### GIVEN RECORDS
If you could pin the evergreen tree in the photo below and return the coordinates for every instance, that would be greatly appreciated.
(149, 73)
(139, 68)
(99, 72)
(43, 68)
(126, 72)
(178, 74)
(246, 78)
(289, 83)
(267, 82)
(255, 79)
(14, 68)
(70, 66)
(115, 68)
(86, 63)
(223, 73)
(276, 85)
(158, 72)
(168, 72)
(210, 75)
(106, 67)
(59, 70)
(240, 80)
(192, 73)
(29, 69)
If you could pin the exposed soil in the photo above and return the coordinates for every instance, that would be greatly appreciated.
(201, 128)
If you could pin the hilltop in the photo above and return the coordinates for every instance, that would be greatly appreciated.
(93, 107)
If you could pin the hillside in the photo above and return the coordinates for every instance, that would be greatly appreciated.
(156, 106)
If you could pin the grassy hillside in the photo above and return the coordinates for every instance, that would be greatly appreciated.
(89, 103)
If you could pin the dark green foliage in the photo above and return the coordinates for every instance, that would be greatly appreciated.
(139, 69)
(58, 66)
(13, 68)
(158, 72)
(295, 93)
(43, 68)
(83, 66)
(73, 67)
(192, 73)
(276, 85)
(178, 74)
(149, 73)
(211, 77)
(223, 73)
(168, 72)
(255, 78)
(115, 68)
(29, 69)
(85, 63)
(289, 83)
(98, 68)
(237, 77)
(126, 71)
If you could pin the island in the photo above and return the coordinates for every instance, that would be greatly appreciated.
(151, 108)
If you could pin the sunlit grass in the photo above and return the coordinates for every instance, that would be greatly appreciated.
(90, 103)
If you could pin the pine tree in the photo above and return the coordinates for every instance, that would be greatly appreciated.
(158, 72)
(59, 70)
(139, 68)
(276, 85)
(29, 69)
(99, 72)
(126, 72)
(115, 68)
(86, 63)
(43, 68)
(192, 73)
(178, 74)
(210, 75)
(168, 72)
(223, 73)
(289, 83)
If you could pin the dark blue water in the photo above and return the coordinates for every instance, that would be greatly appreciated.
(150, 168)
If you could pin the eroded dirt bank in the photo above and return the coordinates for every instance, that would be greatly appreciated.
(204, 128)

### WORK TO BE COMPLETED
Reproduce, character for character, the stretch of the items from the line containing "If you could pin the eroded" through the final line of the items.

### SOLUTION TO THIS EXERCISE
If you could pin the eroded dirt bank in the photo above and return the coordinates for every instance, that would be greatly appreciated.
(204, 128)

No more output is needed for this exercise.